▶ [AIM OF THE TASK]:
How many lines in the listing below contain the word "green"? Reply with the number alone.
+++ INPUT RECORDS
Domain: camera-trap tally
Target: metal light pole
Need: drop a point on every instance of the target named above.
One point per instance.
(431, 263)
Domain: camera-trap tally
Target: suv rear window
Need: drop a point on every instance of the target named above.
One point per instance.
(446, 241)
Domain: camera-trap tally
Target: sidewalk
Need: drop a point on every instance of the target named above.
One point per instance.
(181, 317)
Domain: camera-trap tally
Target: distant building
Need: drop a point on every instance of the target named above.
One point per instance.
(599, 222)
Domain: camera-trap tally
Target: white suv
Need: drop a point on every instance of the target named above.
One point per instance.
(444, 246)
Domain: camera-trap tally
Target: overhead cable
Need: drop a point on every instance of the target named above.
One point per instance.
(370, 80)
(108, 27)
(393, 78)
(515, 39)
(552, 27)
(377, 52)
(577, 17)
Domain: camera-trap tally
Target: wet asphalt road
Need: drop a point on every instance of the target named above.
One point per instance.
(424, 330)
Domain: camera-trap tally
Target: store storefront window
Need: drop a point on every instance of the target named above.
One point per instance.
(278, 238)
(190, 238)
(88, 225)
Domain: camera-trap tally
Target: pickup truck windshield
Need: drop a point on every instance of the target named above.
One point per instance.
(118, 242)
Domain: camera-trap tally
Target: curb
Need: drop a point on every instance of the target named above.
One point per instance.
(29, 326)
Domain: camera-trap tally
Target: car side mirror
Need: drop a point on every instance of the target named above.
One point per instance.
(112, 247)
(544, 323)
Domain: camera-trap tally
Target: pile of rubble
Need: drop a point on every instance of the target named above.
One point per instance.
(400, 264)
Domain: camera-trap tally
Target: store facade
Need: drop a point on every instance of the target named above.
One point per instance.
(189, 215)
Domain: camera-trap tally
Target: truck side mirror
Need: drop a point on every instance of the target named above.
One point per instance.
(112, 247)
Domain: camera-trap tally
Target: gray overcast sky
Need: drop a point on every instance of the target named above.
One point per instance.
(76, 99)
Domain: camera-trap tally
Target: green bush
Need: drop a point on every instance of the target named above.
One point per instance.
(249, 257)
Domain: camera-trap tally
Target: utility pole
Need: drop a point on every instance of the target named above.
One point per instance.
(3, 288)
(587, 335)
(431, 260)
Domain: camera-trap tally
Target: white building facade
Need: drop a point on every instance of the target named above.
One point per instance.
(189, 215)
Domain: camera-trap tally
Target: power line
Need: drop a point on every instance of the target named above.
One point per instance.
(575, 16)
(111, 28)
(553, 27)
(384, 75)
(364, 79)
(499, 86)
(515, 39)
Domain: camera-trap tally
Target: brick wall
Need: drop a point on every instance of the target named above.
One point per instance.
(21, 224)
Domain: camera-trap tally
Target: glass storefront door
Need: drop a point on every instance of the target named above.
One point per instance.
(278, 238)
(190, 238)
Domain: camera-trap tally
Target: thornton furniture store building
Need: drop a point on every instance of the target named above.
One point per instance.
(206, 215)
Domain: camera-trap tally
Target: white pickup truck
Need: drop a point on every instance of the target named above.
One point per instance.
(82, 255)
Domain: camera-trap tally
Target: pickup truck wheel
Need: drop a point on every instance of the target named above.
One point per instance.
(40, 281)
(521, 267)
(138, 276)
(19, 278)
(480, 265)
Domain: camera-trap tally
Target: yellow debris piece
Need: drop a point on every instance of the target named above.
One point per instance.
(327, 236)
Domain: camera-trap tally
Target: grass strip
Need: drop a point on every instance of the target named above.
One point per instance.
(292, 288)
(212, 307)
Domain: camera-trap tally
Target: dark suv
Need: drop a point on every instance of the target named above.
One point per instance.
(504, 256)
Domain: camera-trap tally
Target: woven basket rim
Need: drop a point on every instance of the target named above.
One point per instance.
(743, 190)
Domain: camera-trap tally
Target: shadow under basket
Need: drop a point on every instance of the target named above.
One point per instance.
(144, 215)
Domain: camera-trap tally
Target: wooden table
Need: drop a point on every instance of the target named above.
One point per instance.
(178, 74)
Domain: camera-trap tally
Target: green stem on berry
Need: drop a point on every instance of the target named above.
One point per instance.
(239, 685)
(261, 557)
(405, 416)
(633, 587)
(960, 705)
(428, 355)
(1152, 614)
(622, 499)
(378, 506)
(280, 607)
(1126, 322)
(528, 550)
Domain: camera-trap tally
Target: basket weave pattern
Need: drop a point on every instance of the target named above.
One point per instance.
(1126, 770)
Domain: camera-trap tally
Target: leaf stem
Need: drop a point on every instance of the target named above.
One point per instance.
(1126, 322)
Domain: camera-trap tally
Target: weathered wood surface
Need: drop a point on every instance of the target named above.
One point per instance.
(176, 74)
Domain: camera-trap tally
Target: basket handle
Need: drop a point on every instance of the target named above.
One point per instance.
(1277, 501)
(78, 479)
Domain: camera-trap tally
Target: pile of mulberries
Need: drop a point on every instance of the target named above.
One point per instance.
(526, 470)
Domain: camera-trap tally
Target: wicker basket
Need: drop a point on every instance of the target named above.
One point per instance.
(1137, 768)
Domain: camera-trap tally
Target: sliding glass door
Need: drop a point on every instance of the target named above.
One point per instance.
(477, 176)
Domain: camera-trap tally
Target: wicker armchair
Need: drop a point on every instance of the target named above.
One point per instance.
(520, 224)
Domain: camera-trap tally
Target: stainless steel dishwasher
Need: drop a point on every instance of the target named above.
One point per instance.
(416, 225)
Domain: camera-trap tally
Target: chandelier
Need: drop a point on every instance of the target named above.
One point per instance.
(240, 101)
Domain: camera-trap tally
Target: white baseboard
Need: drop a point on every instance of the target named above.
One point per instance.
++++++
▶ [EXERCISE RESULT]:
2